[Natural-language object grounding data]
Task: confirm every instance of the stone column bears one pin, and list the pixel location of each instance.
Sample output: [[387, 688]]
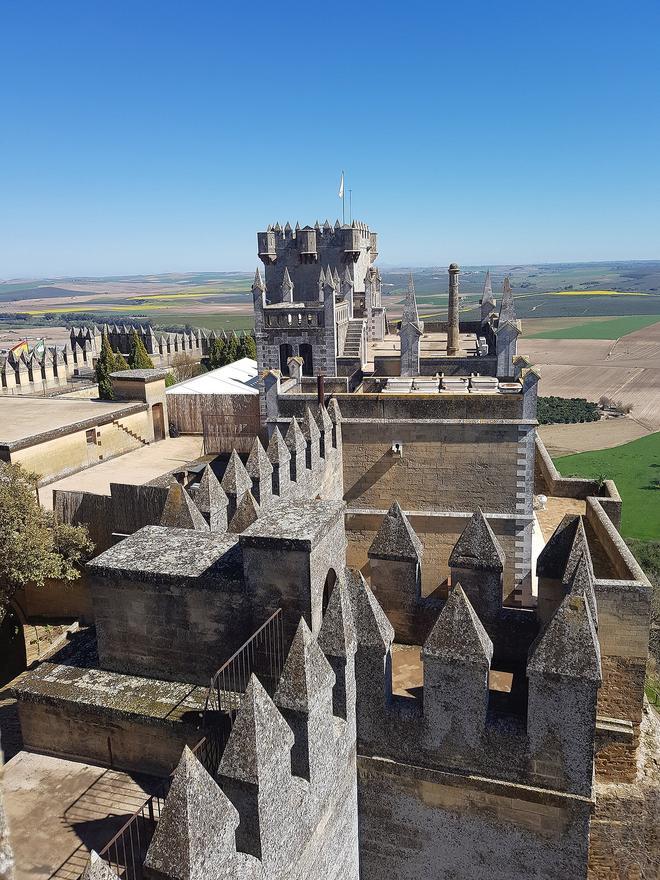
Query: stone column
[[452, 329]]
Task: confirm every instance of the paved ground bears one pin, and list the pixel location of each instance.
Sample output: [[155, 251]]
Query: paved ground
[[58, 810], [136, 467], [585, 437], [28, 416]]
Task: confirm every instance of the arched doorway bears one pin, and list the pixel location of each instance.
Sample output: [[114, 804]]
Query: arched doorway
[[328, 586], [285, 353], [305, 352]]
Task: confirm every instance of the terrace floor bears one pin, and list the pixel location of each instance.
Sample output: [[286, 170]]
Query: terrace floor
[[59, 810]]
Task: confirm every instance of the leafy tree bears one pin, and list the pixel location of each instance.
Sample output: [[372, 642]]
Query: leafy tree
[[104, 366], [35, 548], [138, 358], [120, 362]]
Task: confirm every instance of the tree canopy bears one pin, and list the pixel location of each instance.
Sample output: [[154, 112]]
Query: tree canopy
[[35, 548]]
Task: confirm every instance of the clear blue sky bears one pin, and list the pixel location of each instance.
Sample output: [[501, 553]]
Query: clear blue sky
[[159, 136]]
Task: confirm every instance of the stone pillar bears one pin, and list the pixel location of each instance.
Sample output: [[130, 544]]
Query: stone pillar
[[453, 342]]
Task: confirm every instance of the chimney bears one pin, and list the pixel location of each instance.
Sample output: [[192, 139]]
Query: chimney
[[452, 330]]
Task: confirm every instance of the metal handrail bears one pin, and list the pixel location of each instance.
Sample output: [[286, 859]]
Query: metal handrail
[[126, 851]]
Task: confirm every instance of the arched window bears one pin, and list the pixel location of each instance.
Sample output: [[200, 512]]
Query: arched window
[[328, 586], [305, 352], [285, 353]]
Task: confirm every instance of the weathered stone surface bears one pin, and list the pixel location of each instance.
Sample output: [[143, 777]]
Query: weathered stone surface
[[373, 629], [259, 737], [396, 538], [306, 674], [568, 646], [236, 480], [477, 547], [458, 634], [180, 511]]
...
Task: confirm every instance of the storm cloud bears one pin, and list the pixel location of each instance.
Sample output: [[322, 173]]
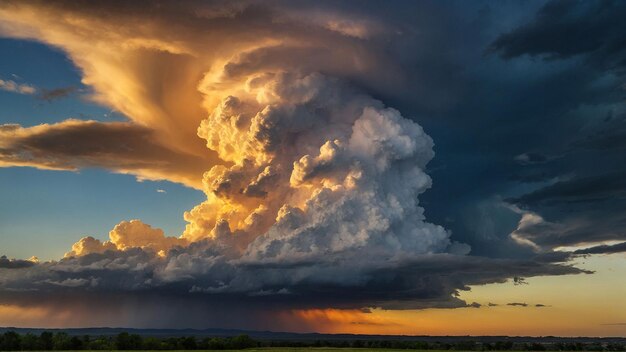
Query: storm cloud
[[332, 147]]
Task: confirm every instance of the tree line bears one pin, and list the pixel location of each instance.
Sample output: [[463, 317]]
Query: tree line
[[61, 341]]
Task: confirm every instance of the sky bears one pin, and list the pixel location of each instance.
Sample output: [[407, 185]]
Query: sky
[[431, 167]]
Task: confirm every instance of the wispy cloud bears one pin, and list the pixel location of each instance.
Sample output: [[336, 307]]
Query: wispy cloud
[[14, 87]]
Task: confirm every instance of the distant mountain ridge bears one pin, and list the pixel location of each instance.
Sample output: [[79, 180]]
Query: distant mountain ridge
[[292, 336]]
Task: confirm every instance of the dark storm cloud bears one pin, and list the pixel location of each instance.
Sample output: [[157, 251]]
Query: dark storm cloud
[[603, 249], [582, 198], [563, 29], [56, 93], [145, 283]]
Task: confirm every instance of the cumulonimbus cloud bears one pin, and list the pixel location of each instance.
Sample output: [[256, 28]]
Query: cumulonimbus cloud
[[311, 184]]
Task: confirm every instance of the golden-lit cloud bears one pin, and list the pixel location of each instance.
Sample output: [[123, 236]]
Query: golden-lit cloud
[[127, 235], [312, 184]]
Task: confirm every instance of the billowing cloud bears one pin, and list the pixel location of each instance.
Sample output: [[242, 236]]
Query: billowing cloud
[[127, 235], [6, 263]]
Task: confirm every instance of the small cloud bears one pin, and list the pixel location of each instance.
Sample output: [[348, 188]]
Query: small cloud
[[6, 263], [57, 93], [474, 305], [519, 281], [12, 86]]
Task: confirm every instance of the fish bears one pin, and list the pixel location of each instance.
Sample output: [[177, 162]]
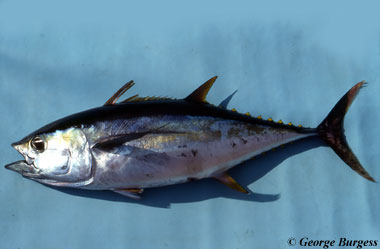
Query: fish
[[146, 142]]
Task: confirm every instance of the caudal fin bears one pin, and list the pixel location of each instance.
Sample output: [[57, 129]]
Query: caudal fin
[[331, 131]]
==
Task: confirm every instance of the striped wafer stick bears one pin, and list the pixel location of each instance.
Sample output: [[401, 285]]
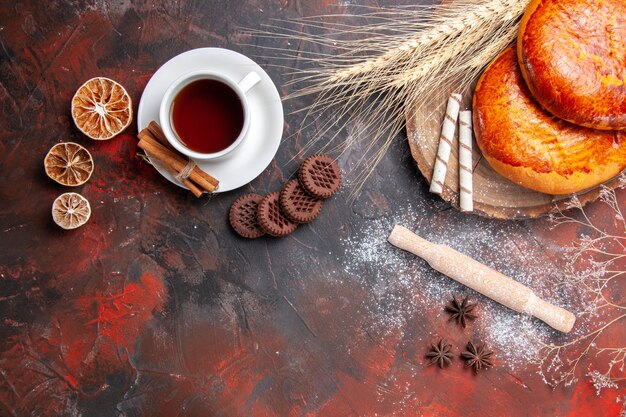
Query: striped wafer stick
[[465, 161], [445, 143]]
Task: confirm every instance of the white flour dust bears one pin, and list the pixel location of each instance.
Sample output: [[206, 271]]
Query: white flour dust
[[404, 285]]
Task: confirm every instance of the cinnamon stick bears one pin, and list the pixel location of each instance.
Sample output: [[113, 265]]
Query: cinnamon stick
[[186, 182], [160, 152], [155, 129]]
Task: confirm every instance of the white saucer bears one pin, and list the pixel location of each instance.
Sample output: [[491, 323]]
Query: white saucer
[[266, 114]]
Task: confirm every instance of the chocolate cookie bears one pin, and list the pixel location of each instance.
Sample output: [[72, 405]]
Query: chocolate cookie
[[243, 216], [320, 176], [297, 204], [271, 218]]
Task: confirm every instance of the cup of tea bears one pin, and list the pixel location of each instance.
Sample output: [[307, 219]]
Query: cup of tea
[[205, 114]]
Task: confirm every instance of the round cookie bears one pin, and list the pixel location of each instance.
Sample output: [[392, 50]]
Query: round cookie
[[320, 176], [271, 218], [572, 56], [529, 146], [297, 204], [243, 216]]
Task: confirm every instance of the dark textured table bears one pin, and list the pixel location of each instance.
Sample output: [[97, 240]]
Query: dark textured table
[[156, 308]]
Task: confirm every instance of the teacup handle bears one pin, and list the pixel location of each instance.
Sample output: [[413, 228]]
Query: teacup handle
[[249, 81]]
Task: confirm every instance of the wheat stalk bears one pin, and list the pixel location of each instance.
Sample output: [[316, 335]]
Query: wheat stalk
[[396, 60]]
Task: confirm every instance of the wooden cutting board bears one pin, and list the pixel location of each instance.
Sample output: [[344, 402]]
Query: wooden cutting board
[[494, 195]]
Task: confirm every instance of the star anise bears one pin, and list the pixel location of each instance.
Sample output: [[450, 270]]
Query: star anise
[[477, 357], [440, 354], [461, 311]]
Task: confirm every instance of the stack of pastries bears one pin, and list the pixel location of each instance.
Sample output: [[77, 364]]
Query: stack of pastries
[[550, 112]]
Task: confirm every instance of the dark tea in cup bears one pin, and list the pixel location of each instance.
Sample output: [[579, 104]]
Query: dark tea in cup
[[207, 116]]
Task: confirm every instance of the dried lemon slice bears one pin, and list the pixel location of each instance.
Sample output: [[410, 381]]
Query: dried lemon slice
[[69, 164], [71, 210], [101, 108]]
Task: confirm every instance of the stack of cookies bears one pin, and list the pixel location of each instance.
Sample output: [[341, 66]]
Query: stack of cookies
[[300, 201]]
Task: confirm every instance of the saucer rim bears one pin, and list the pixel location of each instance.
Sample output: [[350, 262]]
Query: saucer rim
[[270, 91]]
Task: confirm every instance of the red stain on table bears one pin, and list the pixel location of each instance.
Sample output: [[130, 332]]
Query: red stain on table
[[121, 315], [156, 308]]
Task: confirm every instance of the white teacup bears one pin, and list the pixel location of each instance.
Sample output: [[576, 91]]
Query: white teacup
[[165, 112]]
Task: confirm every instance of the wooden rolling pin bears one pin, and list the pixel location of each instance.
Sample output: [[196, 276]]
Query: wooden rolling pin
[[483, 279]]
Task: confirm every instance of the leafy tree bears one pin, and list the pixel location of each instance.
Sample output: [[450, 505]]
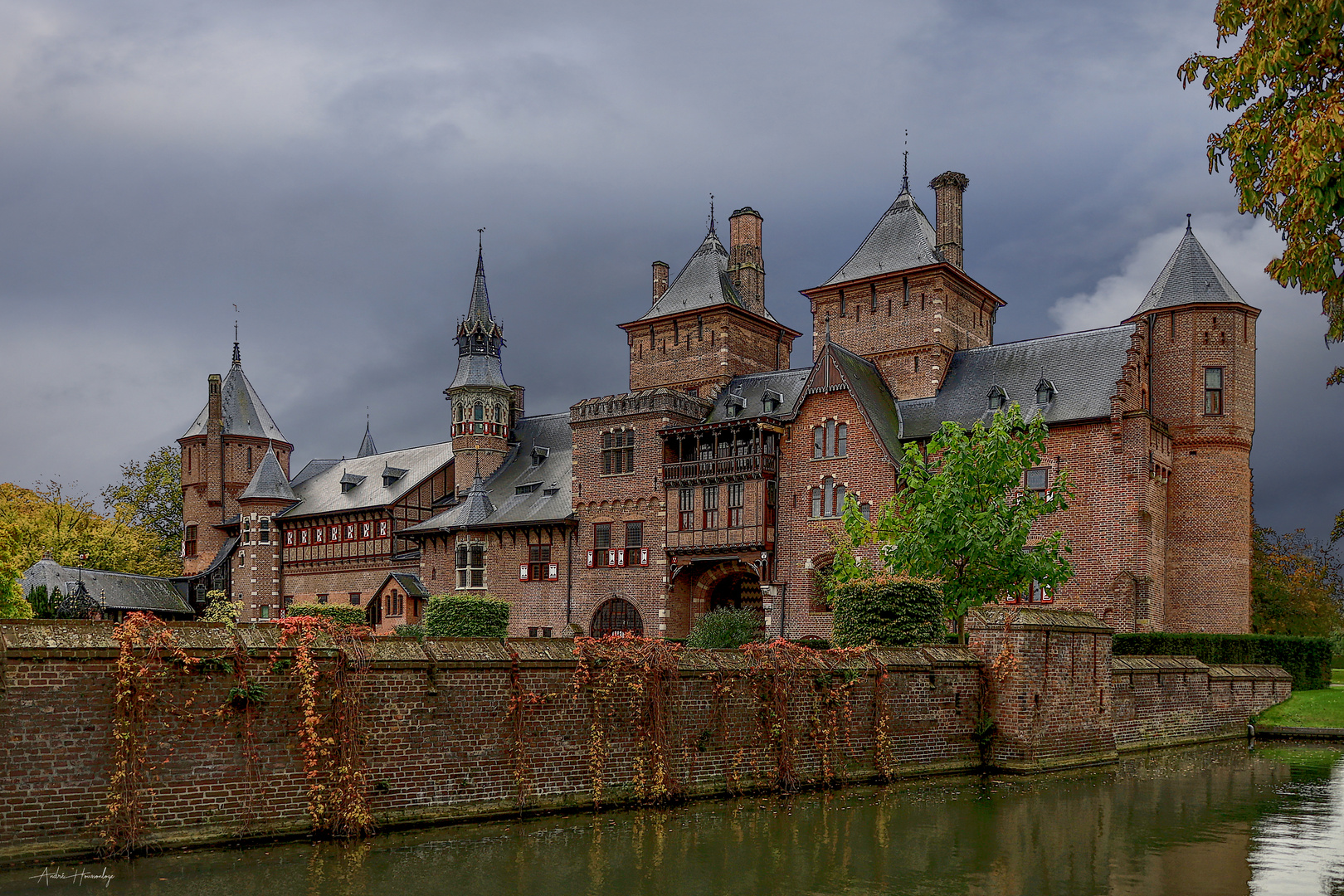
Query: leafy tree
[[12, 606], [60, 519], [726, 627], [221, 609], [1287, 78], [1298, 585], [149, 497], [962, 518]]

**YOUR TASK:**
Exercise for the records above: copy only the lines from the one with "Task: confirm every instance of the stone column" to the one with "Sample output: [[143, 777]]", both ends kept, and drop the pictures.

**WRITTEN SOLUTION:**
Task: confirm every instance of the stone column bears one pin, and list the pixel location of each instance.
Sample output: [[387, 688]]
Query: stone column
[[452, 329]]
Task: confirm every instance of the paved ground bears one pin, and list the pixel location of each instance.
Sample output: [[155, 251]]
Query: paved ground
[[58, 810], [136, 467], [585, 437], [28, 416]]
Task: confirm every instance of the arched doorway bears one pin, and list the pixel location of each instance.
Sample output: [[114, 804]]
Query: arched doorway
[[328, 586], [285, 353], [305, 352]]
Task: confirm every instance of the terrace floor bears one pin, and list the pixel location of each instance.
Sample output: [[286, 170]]
Query: terrace floor
[[59, 810]]
Task: confirm every instance of the leafy tree bears one pin, and list the pixel location of each instance.
Sample output: [[372, 642]]
Query: leafy tree
[[104, 366], [35, 548], [138, 358], [120, 362]]
Task: confirm every instance of the tree canopy bears one pin, and list the pixel location of each instance.
Sample output: [[154, 112]]
Query: tree canopy
[[35, 548]]
Task: confirm every instance of the clear blue sky bears one pin, and list the pixel location of each instance.
Sample output: [[501, 553]]
Query: clear blue sky
[[159, 136]]
Task: confirm every instance of the stone pillar bears one pin, and list the pixel location of each instance.
Sample output: [[130, 544]]
Query: stone pillar
[[453, 342]]
Task: confirm every instance of the chimney bears one pin, and list the pixel location of each instance.
Sample output: [[192, 139]]
Query: chimney
[[452, 330]]
Task: confirm every instance of the metal handrail bears one pin, and list the pixel location of each instance.
Sample output: [[286, 859]]
Query: metal handrail
[[126, 851]]
Task: confirm every instance of the arched window bears one pin, and list the pixel location of each instance.
Sample output: [[200, 512]]
Query: arched window
[[328, 586], [305, 352], [285, 353]]
Task: confirm every instance of the weathered stone surface bears one pin, and list the pixel location of each instance.
Sample output: [[143, 777]]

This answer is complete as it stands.